OBJECTIVE
Edit the lines starting with the line containing "Goal: identify oval" and going on through the line containing "[0,79,131,449]", replacing "beach hut" with "bathing hut" and leaving everything else unchanged. Give back only those lines.

EXTRACTED INFORMATION

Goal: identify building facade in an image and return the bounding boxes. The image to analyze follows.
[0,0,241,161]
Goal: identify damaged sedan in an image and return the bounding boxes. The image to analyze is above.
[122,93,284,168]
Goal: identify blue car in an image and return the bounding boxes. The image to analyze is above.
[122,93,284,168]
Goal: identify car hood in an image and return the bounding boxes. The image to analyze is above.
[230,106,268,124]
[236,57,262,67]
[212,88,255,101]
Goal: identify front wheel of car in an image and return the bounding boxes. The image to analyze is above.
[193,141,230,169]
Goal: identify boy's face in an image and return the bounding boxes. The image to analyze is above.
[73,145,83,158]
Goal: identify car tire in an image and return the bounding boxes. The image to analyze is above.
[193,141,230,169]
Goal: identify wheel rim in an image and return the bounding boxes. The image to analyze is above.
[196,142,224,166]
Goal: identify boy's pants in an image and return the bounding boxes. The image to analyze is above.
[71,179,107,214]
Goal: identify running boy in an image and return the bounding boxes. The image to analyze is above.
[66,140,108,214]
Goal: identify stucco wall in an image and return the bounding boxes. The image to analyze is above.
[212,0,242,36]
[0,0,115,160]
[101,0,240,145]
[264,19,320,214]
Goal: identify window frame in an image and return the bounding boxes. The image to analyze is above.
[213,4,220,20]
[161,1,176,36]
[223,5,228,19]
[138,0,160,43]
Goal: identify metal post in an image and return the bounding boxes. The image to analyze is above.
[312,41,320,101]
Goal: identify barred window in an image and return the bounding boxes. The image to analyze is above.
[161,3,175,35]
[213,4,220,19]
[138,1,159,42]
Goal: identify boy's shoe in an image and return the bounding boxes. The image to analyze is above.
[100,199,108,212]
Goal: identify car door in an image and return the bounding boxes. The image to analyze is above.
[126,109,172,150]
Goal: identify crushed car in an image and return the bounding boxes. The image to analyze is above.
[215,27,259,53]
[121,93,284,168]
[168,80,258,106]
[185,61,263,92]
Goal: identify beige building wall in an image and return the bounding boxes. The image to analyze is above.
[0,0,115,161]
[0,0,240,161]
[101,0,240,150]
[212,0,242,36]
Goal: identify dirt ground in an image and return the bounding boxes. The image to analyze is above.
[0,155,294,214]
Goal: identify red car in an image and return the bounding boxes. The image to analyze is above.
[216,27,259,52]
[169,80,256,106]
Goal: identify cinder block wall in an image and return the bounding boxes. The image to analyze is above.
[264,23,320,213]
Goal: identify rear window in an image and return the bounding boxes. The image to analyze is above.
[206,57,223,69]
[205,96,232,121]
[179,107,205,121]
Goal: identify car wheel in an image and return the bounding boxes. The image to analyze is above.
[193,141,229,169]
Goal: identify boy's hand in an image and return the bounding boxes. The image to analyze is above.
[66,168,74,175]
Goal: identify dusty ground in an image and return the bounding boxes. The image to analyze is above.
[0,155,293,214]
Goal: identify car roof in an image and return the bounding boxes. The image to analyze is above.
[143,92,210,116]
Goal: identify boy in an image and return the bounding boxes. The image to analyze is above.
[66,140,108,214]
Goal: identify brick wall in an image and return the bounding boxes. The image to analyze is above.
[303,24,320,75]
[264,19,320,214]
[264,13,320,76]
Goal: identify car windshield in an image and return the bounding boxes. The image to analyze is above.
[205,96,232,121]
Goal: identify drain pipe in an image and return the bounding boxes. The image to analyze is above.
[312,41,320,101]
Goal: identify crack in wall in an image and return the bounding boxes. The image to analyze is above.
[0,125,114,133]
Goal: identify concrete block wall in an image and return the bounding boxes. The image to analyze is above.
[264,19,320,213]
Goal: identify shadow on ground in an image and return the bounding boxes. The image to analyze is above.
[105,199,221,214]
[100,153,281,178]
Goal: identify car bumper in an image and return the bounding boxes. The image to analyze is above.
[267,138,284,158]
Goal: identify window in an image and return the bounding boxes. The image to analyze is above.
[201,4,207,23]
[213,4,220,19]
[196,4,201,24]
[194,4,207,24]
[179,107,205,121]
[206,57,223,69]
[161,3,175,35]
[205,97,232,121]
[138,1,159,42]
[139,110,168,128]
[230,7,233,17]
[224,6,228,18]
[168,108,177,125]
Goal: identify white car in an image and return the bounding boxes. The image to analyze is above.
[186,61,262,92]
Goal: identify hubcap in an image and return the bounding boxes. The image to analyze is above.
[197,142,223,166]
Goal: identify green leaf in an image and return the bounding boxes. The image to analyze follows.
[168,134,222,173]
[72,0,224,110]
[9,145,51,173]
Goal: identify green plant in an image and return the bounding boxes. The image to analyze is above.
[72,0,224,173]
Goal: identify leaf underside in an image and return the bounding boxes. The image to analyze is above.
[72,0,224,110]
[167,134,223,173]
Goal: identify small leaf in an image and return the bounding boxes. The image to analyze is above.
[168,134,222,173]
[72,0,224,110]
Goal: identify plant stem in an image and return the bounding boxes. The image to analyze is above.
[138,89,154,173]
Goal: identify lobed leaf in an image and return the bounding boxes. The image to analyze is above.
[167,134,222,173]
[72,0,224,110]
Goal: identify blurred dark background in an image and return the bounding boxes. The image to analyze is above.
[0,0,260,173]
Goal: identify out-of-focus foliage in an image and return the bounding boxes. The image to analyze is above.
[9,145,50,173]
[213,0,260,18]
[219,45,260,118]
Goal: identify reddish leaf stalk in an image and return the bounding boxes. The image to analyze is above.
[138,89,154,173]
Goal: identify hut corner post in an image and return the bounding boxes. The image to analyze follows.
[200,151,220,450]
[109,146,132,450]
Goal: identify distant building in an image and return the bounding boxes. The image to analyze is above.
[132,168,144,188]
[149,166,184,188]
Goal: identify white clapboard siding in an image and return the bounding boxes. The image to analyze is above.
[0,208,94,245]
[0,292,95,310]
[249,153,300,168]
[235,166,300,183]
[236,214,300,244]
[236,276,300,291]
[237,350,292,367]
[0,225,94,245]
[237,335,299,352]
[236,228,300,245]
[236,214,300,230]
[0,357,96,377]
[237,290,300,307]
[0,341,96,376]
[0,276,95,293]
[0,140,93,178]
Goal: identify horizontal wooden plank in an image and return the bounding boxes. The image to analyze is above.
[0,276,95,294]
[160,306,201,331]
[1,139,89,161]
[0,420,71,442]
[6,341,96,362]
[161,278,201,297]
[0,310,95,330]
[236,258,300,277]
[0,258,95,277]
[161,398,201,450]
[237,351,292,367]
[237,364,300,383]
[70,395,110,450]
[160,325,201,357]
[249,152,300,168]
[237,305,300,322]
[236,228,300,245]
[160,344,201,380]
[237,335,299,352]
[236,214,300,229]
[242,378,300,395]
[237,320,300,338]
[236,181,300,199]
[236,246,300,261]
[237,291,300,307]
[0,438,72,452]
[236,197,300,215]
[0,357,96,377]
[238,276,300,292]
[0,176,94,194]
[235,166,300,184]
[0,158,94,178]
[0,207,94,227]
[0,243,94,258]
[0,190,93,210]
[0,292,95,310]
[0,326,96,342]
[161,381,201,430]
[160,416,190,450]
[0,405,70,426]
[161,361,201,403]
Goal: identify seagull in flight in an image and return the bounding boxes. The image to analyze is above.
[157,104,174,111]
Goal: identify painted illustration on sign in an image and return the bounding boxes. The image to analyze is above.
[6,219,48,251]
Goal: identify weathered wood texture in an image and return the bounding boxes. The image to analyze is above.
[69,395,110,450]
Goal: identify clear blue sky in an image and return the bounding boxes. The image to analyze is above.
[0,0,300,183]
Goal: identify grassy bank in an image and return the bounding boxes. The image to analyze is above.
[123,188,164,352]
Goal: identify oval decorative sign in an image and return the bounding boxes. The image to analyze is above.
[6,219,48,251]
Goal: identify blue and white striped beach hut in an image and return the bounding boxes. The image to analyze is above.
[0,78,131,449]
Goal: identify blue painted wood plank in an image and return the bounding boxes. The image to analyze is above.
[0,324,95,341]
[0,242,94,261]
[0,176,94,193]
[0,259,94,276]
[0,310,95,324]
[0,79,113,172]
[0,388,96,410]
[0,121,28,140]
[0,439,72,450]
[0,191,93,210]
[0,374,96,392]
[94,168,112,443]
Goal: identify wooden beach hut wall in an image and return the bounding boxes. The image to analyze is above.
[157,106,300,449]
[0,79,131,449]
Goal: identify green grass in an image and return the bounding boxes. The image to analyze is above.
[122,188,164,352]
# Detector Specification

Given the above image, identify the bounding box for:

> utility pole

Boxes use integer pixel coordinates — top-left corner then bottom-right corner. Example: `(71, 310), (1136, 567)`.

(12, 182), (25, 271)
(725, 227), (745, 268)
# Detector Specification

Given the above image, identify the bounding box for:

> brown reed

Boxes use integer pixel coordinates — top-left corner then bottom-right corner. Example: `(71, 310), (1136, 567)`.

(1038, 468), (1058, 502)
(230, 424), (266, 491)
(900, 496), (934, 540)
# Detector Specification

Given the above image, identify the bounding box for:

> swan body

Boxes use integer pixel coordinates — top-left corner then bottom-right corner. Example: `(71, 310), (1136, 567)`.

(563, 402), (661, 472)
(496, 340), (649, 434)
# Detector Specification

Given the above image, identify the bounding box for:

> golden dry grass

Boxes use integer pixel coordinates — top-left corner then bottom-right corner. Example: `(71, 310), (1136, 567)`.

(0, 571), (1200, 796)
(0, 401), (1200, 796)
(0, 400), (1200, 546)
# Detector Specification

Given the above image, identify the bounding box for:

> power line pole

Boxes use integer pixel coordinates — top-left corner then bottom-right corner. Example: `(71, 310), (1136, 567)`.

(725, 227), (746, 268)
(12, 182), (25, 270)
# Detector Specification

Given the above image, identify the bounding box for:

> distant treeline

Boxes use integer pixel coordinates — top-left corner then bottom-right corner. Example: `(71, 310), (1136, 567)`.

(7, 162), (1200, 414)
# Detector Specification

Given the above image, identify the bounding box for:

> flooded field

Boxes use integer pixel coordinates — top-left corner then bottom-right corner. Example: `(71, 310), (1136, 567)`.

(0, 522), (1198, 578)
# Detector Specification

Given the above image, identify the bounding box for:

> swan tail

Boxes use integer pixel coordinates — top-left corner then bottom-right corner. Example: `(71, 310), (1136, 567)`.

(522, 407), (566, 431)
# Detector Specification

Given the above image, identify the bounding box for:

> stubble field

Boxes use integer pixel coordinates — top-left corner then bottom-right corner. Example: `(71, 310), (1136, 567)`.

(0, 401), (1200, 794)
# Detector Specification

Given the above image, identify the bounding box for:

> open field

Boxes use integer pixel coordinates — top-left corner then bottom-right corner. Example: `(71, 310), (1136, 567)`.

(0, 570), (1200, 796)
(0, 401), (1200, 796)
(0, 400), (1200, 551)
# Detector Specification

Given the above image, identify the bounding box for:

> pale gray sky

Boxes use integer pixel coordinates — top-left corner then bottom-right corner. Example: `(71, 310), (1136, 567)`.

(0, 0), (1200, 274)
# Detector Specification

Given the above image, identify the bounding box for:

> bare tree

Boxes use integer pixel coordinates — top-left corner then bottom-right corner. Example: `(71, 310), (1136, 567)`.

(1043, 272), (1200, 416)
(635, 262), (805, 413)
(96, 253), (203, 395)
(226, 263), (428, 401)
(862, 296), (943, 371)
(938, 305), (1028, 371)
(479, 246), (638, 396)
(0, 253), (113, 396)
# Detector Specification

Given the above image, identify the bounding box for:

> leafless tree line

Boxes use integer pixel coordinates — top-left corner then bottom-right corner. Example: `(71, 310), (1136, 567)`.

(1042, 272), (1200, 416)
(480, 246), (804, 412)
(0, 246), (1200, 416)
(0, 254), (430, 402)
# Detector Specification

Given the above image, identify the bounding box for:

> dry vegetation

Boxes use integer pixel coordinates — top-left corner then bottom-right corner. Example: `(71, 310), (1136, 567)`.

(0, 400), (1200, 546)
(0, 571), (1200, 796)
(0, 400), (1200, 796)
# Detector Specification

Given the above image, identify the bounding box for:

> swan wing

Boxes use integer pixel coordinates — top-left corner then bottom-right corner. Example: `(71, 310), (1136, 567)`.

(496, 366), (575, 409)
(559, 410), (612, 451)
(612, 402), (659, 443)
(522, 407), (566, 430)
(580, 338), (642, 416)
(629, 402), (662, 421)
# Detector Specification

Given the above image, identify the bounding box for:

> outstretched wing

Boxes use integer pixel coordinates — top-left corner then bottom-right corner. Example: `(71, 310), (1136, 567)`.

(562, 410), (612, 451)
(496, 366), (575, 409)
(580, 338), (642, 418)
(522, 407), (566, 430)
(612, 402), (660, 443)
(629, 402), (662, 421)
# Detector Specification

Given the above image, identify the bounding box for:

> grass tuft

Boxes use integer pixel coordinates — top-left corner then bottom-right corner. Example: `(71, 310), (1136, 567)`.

FINISHED EXERCISE
Goal: identify oval decorative sign in an image and return the bounding boxes. The image to analyze is above.
[6,219,48,251]
Goal: identify blue and white striped bathing hut in an image and return the bounding boxes. The image to analyze is above.
[0,78,131,449]
Goal: identify blue painted wood plank in an image and return the bounding boxes. The image to analyze is above.
[0,324,95,341]
[0,242,94,261]
[0,176,94,193]
[0,259,94,276]
[0,310,95,324]
[0,79,113,172]
[0,388,96,410]
[0,121,28,140]
[0,439,72,450]
[0,191,93,210]
[0,374,96,392]
[94,168,112,443]
Goal: identify wooden bathing hut wall in an image and return the bounding boxes. The image to analyze is above.
[157,106,300,449]
[0,79,131,449]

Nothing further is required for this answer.